■ TASK DIRECTIONS
The answer must be an exact printing of every record below, with the pictures omitted.

■ MATERIAL TO PROCESS
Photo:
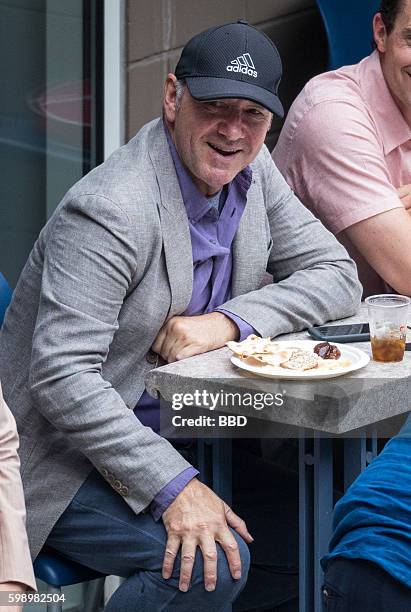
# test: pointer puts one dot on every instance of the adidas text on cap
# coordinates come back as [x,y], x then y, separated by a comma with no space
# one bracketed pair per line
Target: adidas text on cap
[232,61]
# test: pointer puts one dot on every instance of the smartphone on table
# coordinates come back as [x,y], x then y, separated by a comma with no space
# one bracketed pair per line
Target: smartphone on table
[356,332]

■ SOLUTION TO THIS EXERCISE
Photo:
# test: pointer puts one dot on every instance of the adidas text on cap
# coordinates come back as [x,y], x then y, separated by a comma with no space
# one bracketed pair per line
Target: adidas text on cap
[232,61]
# test: pointer puts one dot on every instance of the smartphone on table
# coordinates come back as [x,y], x then y, separated by a comma with no space
# one bracketed pair per line
Target: smartphone on table
[356,332]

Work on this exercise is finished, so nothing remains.